━━━ DATA LISTING ━━━

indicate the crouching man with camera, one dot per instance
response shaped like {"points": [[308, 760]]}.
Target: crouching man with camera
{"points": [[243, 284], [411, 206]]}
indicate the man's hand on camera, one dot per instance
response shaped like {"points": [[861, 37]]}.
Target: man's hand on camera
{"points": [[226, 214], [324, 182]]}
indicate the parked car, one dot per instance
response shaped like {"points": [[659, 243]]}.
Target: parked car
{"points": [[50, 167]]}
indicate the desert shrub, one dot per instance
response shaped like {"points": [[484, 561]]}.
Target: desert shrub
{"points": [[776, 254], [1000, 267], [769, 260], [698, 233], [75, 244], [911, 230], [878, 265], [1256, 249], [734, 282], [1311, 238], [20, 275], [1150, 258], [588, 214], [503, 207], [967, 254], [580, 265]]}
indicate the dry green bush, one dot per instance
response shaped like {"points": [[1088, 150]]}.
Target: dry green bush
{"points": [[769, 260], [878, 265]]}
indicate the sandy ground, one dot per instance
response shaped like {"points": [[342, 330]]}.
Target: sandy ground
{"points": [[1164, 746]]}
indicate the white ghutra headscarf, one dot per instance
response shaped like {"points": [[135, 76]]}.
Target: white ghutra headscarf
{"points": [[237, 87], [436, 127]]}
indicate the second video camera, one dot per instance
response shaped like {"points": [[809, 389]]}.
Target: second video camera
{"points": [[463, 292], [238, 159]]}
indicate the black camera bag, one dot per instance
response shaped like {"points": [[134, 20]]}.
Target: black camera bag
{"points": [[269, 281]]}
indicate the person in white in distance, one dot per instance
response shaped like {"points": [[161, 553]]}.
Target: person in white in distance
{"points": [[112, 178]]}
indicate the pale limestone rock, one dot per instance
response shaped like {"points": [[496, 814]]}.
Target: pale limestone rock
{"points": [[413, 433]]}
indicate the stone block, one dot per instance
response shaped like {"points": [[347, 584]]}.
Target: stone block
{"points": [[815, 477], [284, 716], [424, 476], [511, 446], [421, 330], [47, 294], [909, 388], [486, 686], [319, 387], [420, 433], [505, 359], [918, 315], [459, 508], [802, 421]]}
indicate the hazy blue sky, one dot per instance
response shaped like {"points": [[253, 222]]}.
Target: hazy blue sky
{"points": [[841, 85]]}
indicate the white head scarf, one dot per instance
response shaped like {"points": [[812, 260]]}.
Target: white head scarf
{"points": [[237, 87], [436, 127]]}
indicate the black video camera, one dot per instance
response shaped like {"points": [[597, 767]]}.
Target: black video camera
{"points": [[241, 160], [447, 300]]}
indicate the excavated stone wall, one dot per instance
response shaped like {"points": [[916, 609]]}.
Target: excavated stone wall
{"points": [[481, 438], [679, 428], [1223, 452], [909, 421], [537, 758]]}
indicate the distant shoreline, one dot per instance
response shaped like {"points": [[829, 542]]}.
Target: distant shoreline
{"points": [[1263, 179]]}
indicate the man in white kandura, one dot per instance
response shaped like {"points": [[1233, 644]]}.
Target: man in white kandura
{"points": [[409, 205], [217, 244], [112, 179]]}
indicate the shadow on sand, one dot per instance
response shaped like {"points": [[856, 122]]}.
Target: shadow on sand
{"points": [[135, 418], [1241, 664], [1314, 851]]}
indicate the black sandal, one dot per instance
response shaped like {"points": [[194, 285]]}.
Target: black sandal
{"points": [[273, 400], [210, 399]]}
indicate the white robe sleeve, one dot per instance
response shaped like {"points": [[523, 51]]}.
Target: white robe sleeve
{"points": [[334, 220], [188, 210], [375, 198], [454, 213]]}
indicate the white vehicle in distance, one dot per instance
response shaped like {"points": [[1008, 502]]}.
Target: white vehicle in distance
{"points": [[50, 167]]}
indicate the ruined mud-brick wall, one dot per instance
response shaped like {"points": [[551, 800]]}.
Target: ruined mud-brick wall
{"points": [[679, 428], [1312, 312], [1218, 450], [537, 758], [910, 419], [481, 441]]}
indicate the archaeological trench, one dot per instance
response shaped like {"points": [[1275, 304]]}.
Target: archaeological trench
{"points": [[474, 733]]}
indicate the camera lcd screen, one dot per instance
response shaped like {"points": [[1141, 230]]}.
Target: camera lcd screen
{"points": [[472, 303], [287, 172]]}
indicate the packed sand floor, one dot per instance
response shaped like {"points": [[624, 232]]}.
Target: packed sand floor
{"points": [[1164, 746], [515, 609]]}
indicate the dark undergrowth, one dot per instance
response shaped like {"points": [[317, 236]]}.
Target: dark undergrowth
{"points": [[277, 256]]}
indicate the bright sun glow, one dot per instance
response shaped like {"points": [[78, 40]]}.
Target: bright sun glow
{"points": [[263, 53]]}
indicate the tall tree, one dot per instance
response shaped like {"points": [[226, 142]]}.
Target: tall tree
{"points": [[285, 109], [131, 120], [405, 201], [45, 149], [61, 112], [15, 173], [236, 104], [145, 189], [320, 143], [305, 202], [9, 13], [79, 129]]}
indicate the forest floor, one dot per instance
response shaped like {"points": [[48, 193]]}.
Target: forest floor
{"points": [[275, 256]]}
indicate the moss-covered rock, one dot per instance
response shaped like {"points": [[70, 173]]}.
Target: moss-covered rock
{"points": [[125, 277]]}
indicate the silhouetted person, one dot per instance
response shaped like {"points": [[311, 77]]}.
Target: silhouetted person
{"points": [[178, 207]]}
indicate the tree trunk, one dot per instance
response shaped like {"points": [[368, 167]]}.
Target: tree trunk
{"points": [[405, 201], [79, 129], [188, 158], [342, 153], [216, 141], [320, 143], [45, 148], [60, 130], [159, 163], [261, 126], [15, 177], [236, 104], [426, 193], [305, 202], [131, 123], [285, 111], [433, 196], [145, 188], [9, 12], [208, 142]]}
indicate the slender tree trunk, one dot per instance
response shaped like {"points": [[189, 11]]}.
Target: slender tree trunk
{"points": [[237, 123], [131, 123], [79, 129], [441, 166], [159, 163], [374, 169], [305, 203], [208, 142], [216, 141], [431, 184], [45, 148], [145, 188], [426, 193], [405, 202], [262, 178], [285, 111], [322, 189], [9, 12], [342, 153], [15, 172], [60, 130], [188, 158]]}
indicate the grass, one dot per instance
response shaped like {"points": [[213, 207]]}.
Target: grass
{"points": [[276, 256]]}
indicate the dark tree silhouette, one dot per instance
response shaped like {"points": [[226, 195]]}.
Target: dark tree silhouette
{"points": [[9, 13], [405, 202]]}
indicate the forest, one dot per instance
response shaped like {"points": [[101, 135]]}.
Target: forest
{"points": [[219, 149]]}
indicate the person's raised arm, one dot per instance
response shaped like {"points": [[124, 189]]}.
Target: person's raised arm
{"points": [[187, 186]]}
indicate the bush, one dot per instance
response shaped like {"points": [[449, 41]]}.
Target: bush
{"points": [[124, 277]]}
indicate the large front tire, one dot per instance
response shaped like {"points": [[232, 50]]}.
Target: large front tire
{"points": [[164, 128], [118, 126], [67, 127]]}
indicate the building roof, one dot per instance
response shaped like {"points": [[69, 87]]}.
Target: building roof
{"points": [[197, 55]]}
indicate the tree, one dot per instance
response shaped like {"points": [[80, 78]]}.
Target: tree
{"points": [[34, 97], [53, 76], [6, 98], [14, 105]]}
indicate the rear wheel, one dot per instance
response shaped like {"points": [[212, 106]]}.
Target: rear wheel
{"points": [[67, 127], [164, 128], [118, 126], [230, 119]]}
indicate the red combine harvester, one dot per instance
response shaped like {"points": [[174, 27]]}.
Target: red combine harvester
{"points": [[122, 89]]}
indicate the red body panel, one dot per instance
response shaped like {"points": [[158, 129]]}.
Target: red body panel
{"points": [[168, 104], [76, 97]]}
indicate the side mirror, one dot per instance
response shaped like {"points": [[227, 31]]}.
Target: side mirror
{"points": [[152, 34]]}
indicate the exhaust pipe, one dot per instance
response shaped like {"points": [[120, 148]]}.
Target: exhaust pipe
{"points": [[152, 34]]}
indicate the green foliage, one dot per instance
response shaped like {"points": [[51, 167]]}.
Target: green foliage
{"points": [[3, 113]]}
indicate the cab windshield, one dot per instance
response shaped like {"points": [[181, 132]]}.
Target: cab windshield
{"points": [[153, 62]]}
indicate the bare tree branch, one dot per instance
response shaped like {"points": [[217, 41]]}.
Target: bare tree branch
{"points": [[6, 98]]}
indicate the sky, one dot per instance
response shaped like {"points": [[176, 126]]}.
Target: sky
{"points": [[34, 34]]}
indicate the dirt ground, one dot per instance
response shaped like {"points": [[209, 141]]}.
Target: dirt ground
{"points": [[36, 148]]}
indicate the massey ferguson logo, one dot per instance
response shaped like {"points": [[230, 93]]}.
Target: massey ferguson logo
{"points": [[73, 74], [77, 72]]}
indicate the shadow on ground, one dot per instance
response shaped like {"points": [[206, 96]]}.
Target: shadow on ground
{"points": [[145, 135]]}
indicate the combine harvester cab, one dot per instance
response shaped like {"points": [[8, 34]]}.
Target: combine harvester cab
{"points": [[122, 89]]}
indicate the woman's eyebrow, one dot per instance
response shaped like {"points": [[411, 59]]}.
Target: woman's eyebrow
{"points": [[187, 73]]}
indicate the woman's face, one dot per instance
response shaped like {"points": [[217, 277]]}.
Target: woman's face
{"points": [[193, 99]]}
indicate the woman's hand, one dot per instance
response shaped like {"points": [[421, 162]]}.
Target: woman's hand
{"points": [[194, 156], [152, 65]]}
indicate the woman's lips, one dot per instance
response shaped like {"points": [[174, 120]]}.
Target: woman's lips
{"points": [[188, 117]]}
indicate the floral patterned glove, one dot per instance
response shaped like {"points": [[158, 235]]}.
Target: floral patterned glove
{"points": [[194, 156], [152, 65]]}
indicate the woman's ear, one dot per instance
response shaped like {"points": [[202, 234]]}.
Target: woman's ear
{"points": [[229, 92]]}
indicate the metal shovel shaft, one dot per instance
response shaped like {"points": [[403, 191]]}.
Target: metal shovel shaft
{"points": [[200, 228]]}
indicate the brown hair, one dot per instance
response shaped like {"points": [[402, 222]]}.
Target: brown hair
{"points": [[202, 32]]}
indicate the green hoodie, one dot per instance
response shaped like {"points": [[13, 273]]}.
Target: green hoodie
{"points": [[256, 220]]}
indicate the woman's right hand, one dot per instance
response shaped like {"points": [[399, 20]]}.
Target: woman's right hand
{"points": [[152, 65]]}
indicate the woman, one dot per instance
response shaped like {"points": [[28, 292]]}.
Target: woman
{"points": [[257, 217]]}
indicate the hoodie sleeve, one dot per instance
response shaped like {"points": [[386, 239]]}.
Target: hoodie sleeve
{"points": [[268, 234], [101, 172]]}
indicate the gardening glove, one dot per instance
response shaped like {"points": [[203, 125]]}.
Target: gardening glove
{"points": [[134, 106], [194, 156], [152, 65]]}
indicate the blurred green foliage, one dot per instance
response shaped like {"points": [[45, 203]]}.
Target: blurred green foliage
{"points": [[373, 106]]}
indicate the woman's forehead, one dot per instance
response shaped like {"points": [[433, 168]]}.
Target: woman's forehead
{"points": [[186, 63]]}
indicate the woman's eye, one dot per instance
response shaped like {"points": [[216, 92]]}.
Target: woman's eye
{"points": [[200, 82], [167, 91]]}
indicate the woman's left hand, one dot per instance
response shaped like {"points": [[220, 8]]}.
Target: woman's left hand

━━━

Copy out the lines starting with the one that contains "indicate the woman's left" and running through the end of the records above, keeping every line unchanged.

indicate the woman's left hand, one dot per instance
response shaped like {"points": [[220, 8]]}.
Target: woman's left hand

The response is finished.